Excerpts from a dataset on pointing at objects
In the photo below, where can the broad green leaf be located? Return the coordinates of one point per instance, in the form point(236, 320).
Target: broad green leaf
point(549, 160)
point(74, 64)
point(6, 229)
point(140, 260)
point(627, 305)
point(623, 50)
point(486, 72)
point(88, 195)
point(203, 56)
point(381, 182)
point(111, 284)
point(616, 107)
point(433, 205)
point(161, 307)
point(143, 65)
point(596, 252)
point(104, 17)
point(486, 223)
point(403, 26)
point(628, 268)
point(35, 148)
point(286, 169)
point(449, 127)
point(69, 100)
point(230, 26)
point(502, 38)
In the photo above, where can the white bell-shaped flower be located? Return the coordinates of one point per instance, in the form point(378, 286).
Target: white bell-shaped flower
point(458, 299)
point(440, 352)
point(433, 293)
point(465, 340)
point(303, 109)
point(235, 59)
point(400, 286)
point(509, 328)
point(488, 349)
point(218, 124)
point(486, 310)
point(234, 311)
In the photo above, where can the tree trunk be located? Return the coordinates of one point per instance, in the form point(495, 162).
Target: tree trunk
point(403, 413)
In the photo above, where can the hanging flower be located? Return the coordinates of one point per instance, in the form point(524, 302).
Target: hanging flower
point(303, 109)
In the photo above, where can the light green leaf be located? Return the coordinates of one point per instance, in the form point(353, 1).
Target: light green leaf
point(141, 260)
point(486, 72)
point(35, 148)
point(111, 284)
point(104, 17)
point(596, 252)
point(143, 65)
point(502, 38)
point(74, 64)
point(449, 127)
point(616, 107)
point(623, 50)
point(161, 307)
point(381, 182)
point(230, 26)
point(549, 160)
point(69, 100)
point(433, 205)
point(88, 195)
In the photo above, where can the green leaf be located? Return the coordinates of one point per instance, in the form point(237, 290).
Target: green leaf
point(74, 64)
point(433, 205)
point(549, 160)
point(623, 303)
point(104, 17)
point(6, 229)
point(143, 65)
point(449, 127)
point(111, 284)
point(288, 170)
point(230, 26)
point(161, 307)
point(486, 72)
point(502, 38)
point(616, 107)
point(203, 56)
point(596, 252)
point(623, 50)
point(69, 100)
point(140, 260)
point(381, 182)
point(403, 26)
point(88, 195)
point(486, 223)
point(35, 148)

# EXERCISE DESCRIPTION
Return word for word the lines running from the one that contains "In the photo above, where can the tree" through the end of the records, both ends included.

# RESULT BELOW
In the photo above, where can the tree trunk be located? Return the coordinates of one point per instance, in the form point(495, 162).
Target: tree trunk
point(403, 413)
In the photo above, where can the hanging flower be located? Return the coordinates of one point per instance, in the form point(524, 302).
Target: hanging flower
point(303, 109)
In the photo above, where can the light green leaf be located? Return the coordinates of one point per instance, in the form point(353, 1).
Target: light green leaf
point(141, 260)
point(486, 72)
point(35, 148)
point(111, 284)
point(104, 17)
point(596, 252)
point(143, 65)
point(502, 38)
point(74, 64)
point(449, 127)
point(616, 107)
point(623, 50)
point(161, 307)
point(381, 182)
point(230, 26)
point(549, 160)
point(69, 100)
point(433, 205)
point(88, 195)
In the photo above, where can the green leaf be located? Return the coordinates of one point per instance, in the form point(237, 290).
Target: green leaf
point(74, 64)
point(433, 205)
point(549, 160)
point(623, 303)
point(104, 17)
point(6, 229)
point(143, 65)
point(449, 127)
point(111, 284)
point(288, 170)
point(230, 26)
point(161, 307)
point(486, 72)
point(502, 38)
point(616, 107)
point(203, 56)
point(596, 252)
point(623, 50)
point(69, 100)
point(140, 260)
point(381, 182)
point(403, 26)
point(88, 195)
point(486, 223)
point(35, 148)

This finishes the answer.